> TRECHO SELECIONADO
•••

Poucos dias depois do massacre da Praça da Paz Celestial, reuniu-se o 6º  Encontro Nacional do Partido dos Trabalhadores (16 a 18/6/1989).

Sob o impacto dos acontecimentos, foram aprovados vários encaminhamentos, entre os quais o envio de telegrama rompendo relações políticas entre o PT e o PC Chinês. Decidiu-se também pela realização de campanha, dirigida ao governo da China, pela libertação dos prisioneiros.

Na resolução aprovada pelo Encontro pode-se ler (trecho):

“O governo chinês decretou guerra ao seu próprio povo. O autodenominado Exército Popular fez no final de semana de 3 e 4 de junho um banho de sangue que poucas vezes se viu na história. A China conta seus mortos, e os trabalhadores de todo o mundo olham estarrecidos a barbárie cometida, em nome do socialismo, pelos dirigentes chineses.

O PT, que defende o socialismo com liberdade, não poderia se calar neste momento trágico, que obscurece a imagem do socialismo aos olhos dos trabalhadores de todo o mundo.

Um comunicado oficial do governo, transmitido no domingo pela TV, dizia que o Exército acabou com uma tentativa de golpe contrarrevolucionário, comandada por bandidos. A mais sórdida mentira estava sendo contada pelos burocratas assassinos, para esconder a verdade que as telas da TV mostraram a todo o mundo nas últimas três semanas.”

•••

> INSTRUÇÕES
1. Reproduza a parte do trecho selecionado que começa nas palavras "O PT, que defende" e termina depois das palavras "todo o mundo.".
2. Segundo o trecho selecionado, em que datas se reuniu o 6º Encontro Nacional do Partido dos Trabalhadores?
3. Liste os partidos e a força militar que o trecho selecionado menciona pelo nome.

•••

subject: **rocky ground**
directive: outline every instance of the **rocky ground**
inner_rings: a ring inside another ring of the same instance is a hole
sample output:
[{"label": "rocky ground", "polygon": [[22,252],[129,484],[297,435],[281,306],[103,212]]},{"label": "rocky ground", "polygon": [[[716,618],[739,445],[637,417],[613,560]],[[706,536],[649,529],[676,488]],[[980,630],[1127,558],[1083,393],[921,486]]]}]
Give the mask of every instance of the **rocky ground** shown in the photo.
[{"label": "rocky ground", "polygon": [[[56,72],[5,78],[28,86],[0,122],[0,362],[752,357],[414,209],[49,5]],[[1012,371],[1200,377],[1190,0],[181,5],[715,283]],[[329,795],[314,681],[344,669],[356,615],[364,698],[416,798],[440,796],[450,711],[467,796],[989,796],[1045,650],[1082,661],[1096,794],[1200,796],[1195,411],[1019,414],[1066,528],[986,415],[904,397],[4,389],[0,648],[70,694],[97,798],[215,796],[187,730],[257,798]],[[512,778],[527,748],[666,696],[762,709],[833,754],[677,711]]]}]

•••

> RESPOSTAS DO EXERCÍCIO
1.
O PT, que defende o socialismo com liberdade, não poderia se calar neste momento trágico, que obscurece a imagem do socialismo aos olhos dos trabalhadores de todo o mundo.

2. De 16 a 18 de junho de 1989.

3.
Partido dos Trabalhadores (PT)
PC Chinês
Exército Popular